J.J. ABRAMS – «RÉALISER STAR TREK C’EST UNE IDÉE SEXY»

Paru dans le Hors Série Geek de Technikart – 14/10/2009

LAST NIGHT, J.J SAVED MY LIFE
Génie du concept quatre étoiles ou spécialiste de la nourriture sous vide ? Quoiqu’on pense de J.J. Abrams, le créateur de «Lost» et d’«Alias» est un pur produit de notre époque geek friendly. Rencontre avec le Roi Midas d’Hollywood, à quelques mois de la sortie en salles de son «Star Trek» années zéro.

Arrêtons de se la raconter : si on aime Lost aujourd’hui, ce n’est pas grâce à J.J. Abrams, qui a quitté ses fonctions de « showrunner » au terme de la saison 1 pour réaliser des films à Hollywood – même s’il continue d’être crédité pour le génie sériel de ses partenaires Damon Lindelof et Carlton Cuse. Or, si on retire Lost à J.J. Abrams, que lui reste-t-il ? Les circonvolutions rambaldiennes d’Alias ? Les ados geignards et caméscopés de Cloverfield ? Etrange animal que cet enfant de la télé nourri des codes vitreux du soap opéra (jumeaux diaboliques, triangles amoureux, etc.), devenu, en l’espace de quelques années, le grand manitou de l’imaginaire à Hollywood, toutes disciplines confondues (ciné, télé, web). 

Une constante chez lui : le succès, peut-être parce que ses échecs sont passés sous silence (en 2005, The Catch, situé dans le monde des chasseurs de primes, reste à l’état de pilote). Dans les années 80, on disait de Steven Spielberg, à qui on l’a souvent comparé, qu’il savait « ce que le public veut voir, avant que le public ne le sache lui-même ». J.J., c’est la même magic touch débridée, la même intuition pop : il donne à voir aux gens ce qu’ils désirent, au moment où ils le désirent, tandis qu’en face, le tout-Hollywood s’arrache les cheveux pour comprendre comment ça marche. A la limite, peu importe que ce soit bien, tant que ça en jette. Jennifer Garner en talons hauts et perruque rouge bottant des culs dans des couloirs ? Je veux voir. Des survivants d’un crash d’avion échoués sur une île peuplée de monstres invisibles ? Oh, moi, moi, moi ! Une équipe d’agents du FBI et de savants fous s’attaquent à des puzzles scientifiques ? Euh… A vrai dire, celui-là, bof. Ce qui n’empêche pas Fringe, sa dernière création télé, de décevoir elle aussi son intention de départ. Il est comme ça J.J., il aime ce qui brille.
Sa dernière mission, et il l’a acceptée : sauver Star Trek de l’extinction qui menaçait. Comment ? En l’ouvrant au grand public, en le vulgarisant, pour ainsi dire. Qui mieux que cet homme pour parler de l’assimilation par le mainstream de la culture geek ?

▶ [Exercices proposés]
**A)** D'après l'article sur J.J. Abrams, quelle création de 2005, située dans le monde des chasseurs de primes, est restée à l'état de pilote ?
**B)** Rédigez la suite de l'article sur J.J. Abrams, en reprenant après sa dernière phrase.

▶ [Données fournies]
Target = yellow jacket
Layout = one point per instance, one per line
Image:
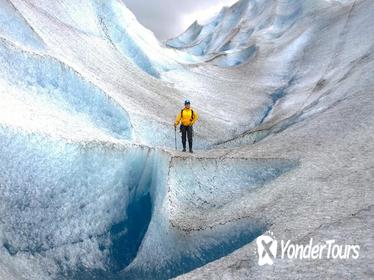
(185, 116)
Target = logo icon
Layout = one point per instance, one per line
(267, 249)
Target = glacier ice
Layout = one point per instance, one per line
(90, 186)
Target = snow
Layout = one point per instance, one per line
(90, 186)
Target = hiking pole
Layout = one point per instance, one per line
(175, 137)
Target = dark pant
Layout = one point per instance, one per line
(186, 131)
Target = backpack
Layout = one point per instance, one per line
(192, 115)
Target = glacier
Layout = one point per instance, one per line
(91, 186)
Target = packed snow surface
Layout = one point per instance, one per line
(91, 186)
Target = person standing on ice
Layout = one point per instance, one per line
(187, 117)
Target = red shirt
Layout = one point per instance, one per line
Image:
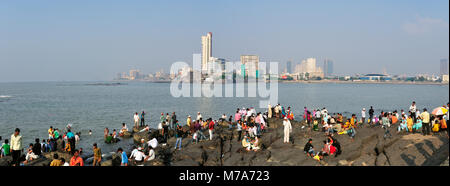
...
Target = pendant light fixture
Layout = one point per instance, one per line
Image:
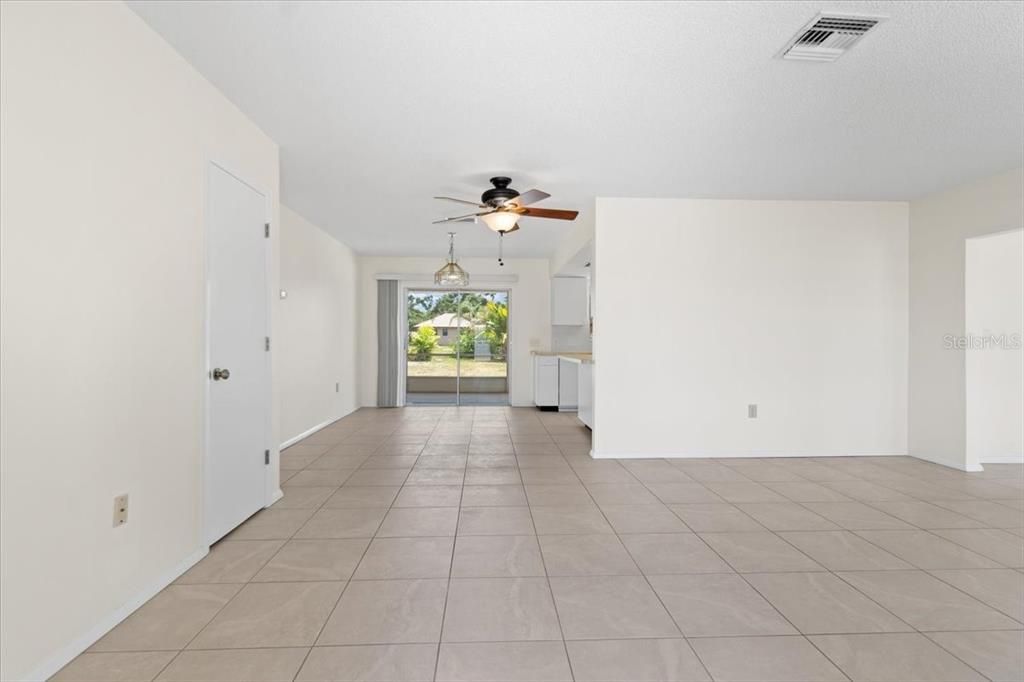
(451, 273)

▶ [Les réponses]
**A)** The Catch.

**B)**
J.J., ON RÉALISE UN NUMÉRO SUR LA GEEK CULTURE, ON S’EST DIT QUE VOUS SERIEZ LA PERSONNE IDÉALE POUR TÉMOIGNER…
Ah ah ah, j’essaierai de me montrer à la hauteur.

VOUS ÊTES LE POP GOUROU DU MOMENT. EST-CE QUE LE SCÉNARISTE DE CHAMBRE QUE VOUS ÉTIEZ IL Y A QUINZE ANS RÊVAIT DE CONQUÉRIR LA PLANÈTE GEEK ?
J’ai toujours aimé les histoires romantiques racontées par le petit bout de la lorgnette, presque autant que de voir le visage d’une personne fondre à l’acide ou une armada de vaisseaux spatiaux s’entreflinguer dans l’espace. Je suis un peu éparpillé comme mec. Mon rêve a toujours été de faire de la télé et du cinéma et, de ce point de vue, je suis comblé.

«A PROPOS D’HENRY», «FOREVER YOUNG», «FELICITY»… SI ON DEVAIT RÉSUMER, VOUS VENEZ DU SOAP OPÉRA, EN FIN DE COMPTE…
Je devais avoir 10 ou 11 ans lorsque j’ai vu le Bossu de Notre-Dame avec Charles Laughton, et je suis resté là à pleurer, sans comprendre ce qui m’arrivait. Je me rappelle des superbes effets de maquillage, de l’atmosphère gothique mais surtout du drame humain qui se jouait à l’écran. Le mélodrame, les personnages, voilà d’où je viens réellement.

TOUT CE QUE VOUS FAITES PERPÉTUE UN MODÈLE POP CULTUREL PASSÉ. L’IDÉE, C’EST DE RAFRAÎCHIR DES VIEUX CONCEPTS ?
Star Trek, à l’époque, était perçu comme une variante de Flash Gordon. X-Files était, de l’aveu de Chris Carter, un « rip off » de The Night Stalker, une série de téléfilms des 70’s. Godzilla lui-même descend de la mythologie grecque. La pop culture se nourrit d’elle-même, elle mange ses entrailles comme un animal vorace. Vous savez ce qu’on dit ? Il n’y a pas de nouvelles histoires, juste de nouvelles manières de les raconter. Et c’est vrai. Mes influences sont évidentes, pour ainsi dire cliché. Godzilla, la Quatrième Dimension, les films catastrophes qui n’aime pas ça ? Mais je les réinterprète avec l’œil de quelqu’un qui aime aussi Indiscrétions, Nos plus belles années, Billy Wilder, Preston Sturges, etc. On se construit tout au long de sa vie d’un point de vue culturel, et ce dès la plus tendre enfance. A la fin, vous êtes la somme des choses que vous aimez.

LE SECRET D’UN ALUNISSAGE RÉUSSI POUR UN BLOCKBUSTER DE PATRIMOINE GEEK RÉSIDE DANS UNE BONNE COMMUNICATION AVEC LES FANS. VOUS VENEZ DE DÉCLARER QUE VOTRE «STAR TREK» S’ADRESSE À CEUX QUI, COMME VOUS, «N’AIMENT PAS STAR TREK». VOUS CHERCHEZ LA MERDE ?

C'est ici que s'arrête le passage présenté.